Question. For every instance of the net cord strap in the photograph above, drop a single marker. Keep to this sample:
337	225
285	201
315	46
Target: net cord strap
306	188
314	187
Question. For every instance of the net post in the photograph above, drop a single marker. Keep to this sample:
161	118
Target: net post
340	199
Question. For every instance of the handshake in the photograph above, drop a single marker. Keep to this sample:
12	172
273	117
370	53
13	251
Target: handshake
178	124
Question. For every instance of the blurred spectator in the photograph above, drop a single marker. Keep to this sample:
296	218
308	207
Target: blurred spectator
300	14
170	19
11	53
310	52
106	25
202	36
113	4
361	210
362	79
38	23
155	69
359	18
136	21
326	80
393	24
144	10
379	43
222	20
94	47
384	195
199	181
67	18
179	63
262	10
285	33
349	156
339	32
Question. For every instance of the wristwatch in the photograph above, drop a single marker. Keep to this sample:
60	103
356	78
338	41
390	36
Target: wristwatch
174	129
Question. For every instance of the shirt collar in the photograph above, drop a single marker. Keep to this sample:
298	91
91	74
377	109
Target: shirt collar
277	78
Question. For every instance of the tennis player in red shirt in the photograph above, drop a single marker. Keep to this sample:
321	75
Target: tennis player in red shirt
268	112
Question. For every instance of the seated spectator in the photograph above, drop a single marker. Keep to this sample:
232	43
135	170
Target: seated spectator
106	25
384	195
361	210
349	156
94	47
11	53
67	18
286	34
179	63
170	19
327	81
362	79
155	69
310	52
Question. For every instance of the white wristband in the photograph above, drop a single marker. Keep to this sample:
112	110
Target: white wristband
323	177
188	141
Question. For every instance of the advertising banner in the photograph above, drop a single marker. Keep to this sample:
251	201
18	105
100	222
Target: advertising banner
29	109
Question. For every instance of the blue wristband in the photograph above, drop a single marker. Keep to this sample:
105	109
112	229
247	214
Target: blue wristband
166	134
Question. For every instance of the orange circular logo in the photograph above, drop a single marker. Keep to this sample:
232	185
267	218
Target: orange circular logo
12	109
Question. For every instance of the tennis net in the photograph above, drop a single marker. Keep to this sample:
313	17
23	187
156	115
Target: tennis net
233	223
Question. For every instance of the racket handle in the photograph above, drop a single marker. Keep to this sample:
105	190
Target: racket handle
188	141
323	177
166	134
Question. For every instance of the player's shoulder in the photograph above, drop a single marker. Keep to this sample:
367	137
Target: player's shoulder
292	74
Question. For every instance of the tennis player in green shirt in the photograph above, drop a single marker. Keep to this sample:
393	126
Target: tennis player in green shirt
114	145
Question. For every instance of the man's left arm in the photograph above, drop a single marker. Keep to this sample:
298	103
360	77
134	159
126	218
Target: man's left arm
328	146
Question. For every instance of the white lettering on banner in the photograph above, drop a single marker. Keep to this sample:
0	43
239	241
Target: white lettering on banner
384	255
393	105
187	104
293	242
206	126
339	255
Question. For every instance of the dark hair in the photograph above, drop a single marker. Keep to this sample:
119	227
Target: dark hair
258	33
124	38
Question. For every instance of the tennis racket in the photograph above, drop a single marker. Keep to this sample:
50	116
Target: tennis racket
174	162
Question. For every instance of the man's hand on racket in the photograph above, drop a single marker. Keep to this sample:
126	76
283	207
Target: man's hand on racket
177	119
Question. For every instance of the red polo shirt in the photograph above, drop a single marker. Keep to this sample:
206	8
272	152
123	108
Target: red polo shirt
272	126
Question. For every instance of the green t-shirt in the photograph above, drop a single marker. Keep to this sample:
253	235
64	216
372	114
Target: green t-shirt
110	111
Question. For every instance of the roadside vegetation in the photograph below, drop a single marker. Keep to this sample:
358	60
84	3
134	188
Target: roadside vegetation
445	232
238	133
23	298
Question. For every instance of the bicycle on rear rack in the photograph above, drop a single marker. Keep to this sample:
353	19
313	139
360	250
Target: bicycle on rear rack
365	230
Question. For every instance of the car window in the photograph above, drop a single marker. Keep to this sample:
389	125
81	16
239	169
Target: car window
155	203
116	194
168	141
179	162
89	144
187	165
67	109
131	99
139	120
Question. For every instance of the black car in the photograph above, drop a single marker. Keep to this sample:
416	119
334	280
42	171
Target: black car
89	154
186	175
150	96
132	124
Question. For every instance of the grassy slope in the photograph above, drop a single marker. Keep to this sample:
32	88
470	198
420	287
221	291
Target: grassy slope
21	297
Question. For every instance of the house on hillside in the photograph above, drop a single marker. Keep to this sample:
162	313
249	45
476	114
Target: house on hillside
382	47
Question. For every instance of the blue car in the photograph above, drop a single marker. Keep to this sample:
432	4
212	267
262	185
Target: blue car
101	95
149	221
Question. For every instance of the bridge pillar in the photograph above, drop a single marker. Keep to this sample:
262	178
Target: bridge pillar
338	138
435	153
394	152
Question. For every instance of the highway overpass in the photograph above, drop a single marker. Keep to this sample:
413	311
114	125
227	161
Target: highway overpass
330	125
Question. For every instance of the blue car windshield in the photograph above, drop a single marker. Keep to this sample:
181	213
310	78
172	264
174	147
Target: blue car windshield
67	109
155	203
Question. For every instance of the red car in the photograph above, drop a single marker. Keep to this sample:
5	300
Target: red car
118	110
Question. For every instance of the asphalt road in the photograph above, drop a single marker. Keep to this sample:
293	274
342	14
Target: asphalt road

* * *

== WHAT YOU NEED TO DO ==
Repeat exactly, and only, the lines from the line with "Question. For every instance of the bridge" through the end of the listing above, both ends included.

== ANSWER TO THE PROBLEM ==
Question. For every instance of the bridge pillar in the photograph above, drop a single marker. Keep to this sample:
262	178
Target: bridge pillar
338	138
435	153
394	152
Question. For every instance of the highway overpass in the photograph above, drop a single marker. Keep to this sample:
413	311
114	125
227	161
Target: highway overpass
330	125
Question. For every instance of the blue car windshield in the photograph above, drop a single marker. Keep to this sample:
181	213
310	78
172	264
174	147
Target: blue car windshield
67	109
155	203
Question. For every instance of the red car in the photograph above, drop a single marker. Keep to this sample:
5	300
Target: red car
118	110
Question. For every instance of the asphalt road in the photograph above, drop a single marker. Keep to this sample:
293	274
342	14
Target: asphalt road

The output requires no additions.